:: Source text

DPDP Act Consent Requirements: What Valid Consent Means

What constitutes valid consent under India's DPDP Act 2023? This guide covers the four requirements for valid consent, consent notices, bundled consent, and children's consent.

Key Takeaways
  • Valid consent under Section 6 must be free, specific, informed, unconditional, and unambiguous — a pre-ticked box does not qualify.
  • Consent must be accompanied by a privacy notice that explains what data is collected and why.
  • Bundled consent — one checkbox for multiple unrelated purposes — is not valid under the DPDP Act.
  • Withdrawing consent must be as easy as giving it, and no fees may be charged for withdrawal.
  • Consent for children requires verifiable parental consent; the Rules will specify the verification mechanism.

Section 6(1) of the DPDP Act defines valid consent as consent that is "free, specific, informed, unconditional and unambiguous with a clear affirmative action." Each of these five elements is a necessary condition — fail any one and the consent is invalid.

"Free" means the consent was not coerced or made a condition of receiving a service where processing is not necessary for that service. Requiring a user to consent to marketing emails in order to create an account is not free consent if marketing is not integral to the service. "Specific" means consent is sought for a defined, granular purpose — not a broad sweep of possible future uses.

"Informed" means the Data Principal was given a clear privacy notice before consenting. "Unconditional" means no obligation is attached to the consent decision. "Unambiguous with a clear affirmative action" means the person must actively do something to signal consent — clicking "I agree," checking a box, or signing a form. Silence, pre-checked boxes, and continuing to use a service do not constitute consent.

::::

> _The task_:
Copy out the entire DPDP Act consent guide word for word.

:: Recorded information

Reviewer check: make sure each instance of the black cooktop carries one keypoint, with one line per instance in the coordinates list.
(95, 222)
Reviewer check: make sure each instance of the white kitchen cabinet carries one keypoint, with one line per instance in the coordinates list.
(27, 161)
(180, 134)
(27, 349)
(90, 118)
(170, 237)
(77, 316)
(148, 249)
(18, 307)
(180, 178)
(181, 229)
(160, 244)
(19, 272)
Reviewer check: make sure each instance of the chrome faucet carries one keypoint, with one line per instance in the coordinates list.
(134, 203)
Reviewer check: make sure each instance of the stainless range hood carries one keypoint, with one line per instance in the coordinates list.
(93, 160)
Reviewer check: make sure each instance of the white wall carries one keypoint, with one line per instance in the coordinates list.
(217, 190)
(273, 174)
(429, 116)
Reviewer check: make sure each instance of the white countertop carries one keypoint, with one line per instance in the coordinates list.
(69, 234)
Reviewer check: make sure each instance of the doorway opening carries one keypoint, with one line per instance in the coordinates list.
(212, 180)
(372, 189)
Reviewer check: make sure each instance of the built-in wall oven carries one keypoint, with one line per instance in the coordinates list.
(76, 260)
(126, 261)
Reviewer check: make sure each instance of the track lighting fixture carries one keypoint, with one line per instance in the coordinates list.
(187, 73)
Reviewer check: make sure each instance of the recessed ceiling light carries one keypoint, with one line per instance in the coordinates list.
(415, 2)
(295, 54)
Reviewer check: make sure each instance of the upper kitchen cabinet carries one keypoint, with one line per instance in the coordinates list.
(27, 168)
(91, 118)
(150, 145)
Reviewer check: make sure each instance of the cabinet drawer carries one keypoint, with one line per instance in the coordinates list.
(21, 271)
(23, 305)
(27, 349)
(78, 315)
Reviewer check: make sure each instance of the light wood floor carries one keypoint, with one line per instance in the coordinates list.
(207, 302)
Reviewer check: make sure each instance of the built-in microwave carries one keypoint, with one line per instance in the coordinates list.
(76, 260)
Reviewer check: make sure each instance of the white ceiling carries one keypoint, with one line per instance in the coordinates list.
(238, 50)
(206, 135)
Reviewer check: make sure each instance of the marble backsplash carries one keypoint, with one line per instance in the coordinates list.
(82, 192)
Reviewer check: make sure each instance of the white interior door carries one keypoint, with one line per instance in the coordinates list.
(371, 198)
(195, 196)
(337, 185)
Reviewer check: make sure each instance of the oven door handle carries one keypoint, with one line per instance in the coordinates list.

::::

> _Task output_:
DPDP Act Consent Requirements: What Valid Consent Means

What constitutes valid consent under India's DPDP Act 2023? This guide covers the four requirements for valid consent, consent notices, bundled consent, and children's consent.

Key Takeaways
  • Valid consent under Section 6 must be free, specific, informed, unconditional, and unambiguous — a pre-ticked box does not qualify.
  • Consent must be accompanied by a privacy notice that explains what data is collected and why.
  • Bundled consent — one checkbox for multiple unrelated purposes — is not valid under the DPDP Act.
  • Withdrawing consent must be as easy as giving it, and no fees may be charged for withdrawal.
  • Consent for children requires verifiable parental consent; the Rules will specify the verification mechanism.

Section 6(1) of the DPDP Act defines valid consent as consent that is "free, specific, informed, unconditional and unambiguous with a clear affirmative action." Each of these five elements is a necessary condition — fail any one and the consent is invalid.

"Free" means the consent was not coerced or made a condition of receiving a service where processing is not necessary for that service. Requiring a user to consent to marketing emails in order to create an account is not free consent if marketing is not integral to the service. "Specific" means consent is sought for a defined, granular purpose — not a broad sweep of possible future uses.

"Informed" means the Data Principal was given a clear privacy notice before consenting. "Unconditional" means no obligation is attached to the consent decision. "Unambiguous with a clear affirmative action" means the person must actively do something to signal consent — clicking "I agree," checking a box, or signing a form. Silence, pre-checked boxes, and continuing to use a service do not constitute consent.